This effectively assigns the defined permissions (get access to services, namespaces, and endpoints) to pods using the elasticsearch-logging service account.

The label addonmanager.kubernetes.io/mode: Reconcile indicates that the Kubernetes resource (Service, ServiceAccount, ClusterRole, etc.) defined in the YAML file is managed by the Kubernetes addon-manager.

The initContainers section defines a container named elasticsearch-logging-init that runs with the alpine:3.6 image. This container serves ensures the necessary kernel parameter is configured before the main Elasticsearch container starts. This can be crucial for proper functioning of Elasticsearch within the Kubernetes environment.

Resources: Sets resource requests and limits for the container (CPU and memory).
Ports: Exposes ports 9200 (db) for database and 9300 (transport) for internal Elasticsearch communication.
Volume Mounts: Mounts a persistent volume claim named elasticsearch-logging to the /data directory within the container, providing persistent storage for log data.
Volumes: Defines a volume named elasticsearch-logging to be mounted by the pod.

- Direction 1 -
Return every line of the entries that contains the word "white".

- Material provided -
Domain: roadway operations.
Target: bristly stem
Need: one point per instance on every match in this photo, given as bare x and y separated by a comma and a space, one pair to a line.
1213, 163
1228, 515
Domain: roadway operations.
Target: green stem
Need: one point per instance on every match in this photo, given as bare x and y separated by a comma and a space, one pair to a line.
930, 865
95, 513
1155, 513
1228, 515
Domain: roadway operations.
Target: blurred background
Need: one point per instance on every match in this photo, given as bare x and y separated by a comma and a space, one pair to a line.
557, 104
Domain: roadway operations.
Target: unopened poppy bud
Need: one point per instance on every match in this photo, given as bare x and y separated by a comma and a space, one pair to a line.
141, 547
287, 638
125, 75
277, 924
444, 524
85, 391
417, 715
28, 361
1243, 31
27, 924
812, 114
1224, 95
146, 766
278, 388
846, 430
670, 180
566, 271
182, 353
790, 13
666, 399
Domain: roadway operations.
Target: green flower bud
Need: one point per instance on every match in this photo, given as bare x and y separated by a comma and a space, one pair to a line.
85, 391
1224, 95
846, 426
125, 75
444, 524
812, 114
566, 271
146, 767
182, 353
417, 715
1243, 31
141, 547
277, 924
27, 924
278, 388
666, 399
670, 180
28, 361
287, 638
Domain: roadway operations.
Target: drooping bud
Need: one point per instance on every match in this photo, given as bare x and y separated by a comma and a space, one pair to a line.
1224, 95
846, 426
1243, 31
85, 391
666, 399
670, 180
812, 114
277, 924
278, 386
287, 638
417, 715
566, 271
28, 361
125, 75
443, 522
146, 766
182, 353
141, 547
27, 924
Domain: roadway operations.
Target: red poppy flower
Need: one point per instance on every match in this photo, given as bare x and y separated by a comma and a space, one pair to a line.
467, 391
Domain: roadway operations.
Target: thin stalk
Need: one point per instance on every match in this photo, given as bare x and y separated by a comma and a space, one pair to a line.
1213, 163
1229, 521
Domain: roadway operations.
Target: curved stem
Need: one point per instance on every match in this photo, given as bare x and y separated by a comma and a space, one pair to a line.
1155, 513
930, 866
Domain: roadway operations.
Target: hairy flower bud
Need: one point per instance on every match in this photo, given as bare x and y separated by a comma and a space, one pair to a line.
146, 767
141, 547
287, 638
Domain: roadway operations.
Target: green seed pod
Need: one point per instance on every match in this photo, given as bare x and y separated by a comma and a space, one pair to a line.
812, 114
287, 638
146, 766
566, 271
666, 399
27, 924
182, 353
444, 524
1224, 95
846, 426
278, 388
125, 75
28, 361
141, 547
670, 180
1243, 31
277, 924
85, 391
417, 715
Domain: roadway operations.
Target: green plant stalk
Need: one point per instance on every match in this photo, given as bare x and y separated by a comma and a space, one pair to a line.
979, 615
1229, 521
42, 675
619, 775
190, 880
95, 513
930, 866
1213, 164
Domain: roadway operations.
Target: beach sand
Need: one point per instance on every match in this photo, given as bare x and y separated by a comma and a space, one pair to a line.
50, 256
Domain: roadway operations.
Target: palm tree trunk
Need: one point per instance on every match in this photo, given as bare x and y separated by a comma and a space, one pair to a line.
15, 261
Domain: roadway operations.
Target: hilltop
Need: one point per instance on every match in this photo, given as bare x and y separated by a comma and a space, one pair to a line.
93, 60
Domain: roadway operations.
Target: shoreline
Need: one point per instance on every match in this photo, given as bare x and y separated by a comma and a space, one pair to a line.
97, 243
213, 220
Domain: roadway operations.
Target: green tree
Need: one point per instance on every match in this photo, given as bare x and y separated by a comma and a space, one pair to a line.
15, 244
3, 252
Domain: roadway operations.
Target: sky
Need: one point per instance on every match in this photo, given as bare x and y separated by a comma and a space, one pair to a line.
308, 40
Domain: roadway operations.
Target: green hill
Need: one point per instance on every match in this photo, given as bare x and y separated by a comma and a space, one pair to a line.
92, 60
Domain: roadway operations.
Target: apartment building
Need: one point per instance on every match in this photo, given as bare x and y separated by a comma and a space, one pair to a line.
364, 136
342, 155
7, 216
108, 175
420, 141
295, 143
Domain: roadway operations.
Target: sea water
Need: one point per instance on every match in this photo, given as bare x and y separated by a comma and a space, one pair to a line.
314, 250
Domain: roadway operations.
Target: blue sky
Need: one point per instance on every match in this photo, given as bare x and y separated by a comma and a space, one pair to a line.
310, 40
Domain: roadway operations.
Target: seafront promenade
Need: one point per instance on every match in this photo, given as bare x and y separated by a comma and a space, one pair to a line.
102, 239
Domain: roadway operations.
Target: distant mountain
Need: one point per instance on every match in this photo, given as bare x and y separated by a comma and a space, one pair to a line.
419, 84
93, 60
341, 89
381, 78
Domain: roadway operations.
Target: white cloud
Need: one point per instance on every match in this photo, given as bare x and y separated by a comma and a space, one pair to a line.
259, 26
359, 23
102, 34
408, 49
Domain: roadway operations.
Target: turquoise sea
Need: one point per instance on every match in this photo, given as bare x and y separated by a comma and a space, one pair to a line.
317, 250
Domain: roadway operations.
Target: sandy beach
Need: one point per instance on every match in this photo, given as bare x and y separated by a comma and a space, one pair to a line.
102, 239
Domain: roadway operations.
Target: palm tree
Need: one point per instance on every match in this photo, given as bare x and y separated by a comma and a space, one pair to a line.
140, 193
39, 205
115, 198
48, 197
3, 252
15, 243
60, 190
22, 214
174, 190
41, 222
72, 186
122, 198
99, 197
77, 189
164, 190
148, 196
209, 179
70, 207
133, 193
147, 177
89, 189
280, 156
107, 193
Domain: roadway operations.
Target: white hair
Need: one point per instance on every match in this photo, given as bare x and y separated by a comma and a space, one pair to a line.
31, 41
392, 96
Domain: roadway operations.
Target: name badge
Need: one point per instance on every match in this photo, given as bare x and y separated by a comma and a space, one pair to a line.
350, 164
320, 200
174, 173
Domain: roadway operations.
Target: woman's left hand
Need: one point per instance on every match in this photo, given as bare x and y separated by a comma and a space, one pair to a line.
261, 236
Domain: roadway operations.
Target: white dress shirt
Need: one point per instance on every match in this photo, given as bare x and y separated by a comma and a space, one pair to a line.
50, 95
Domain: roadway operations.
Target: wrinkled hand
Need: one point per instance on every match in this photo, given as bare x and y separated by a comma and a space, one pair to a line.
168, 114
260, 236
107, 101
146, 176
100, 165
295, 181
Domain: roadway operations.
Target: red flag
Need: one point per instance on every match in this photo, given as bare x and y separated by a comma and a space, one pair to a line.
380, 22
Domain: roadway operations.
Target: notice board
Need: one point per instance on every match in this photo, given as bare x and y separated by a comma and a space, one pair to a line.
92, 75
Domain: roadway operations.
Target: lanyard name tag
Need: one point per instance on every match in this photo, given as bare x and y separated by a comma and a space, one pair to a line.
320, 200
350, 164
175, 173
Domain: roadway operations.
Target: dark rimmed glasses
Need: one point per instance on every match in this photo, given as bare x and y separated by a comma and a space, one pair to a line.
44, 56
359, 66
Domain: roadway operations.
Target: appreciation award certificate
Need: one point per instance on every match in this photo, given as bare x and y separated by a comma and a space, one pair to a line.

- Direction 2 -
Translate this sentence from the passage on Elasticsearch logging in Kubernetes into Spanish: "The label addonmanager.kubernetes.io/mode: Reconcile indicates that the Kubernetes resource (Service, ServiceAccount, ClusterRole, etc.) defined in the YAML file is managed by the Kubernetes addon-manager."

- Correct output 1 -
Target: white cloud
Target: white hair
Target: white dress shirt

- Correct output 2 -
La etiqueta addonmanager.kubernetes.io/mode: Reconcile indica que el recurso de Kubernetes (Service, ServiceAccount, ClusterRole, etc.) definido en el archivo YAML está gestionado por el addon-manager de Kubernetes.